* [Task description]: Write out the lines of the records from the one containing "Class, indicate each instance of the pile" to the very last, keeping each exactly as it is.

* [Supplied information]:
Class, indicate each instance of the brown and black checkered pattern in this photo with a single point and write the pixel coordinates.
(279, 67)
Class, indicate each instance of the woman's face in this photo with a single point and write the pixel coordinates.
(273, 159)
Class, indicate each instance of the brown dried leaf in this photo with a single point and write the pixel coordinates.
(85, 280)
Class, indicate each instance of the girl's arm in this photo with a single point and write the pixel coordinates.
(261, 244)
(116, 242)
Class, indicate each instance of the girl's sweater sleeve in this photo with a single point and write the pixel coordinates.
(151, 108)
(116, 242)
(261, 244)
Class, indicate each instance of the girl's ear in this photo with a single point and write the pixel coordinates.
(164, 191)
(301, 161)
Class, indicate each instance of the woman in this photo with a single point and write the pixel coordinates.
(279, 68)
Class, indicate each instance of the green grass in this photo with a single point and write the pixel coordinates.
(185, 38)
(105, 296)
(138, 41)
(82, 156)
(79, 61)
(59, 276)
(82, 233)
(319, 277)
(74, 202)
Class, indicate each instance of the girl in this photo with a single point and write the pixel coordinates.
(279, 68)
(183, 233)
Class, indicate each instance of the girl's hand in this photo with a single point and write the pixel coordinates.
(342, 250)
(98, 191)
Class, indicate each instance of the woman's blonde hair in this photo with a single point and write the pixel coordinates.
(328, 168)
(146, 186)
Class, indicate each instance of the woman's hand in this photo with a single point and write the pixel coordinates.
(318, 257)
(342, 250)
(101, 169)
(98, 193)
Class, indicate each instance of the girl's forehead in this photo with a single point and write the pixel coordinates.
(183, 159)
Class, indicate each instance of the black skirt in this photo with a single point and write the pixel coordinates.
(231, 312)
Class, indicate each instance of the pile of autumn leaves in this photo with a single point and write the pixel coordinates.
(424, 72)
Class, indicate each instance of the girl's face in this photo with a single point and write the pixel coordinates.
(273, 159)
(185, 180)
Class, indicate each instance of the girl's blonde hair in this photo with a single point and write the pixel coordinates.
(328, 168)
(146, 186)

* [Solution to this problem]:
Class, indicate each instance of the pile of autumn leaves in this photo with a single point and write the pixel coordinates.
(424, 72)
Class, indicate each instance of the girl's face in this photo with a single point and write the pixel coordinates.
(273, 159)
(185, 180)
Class, indicate each instance of the girl's blonde hair in this photo with a single point and write the pixel coordinates.
(328, 168)
(146, 186)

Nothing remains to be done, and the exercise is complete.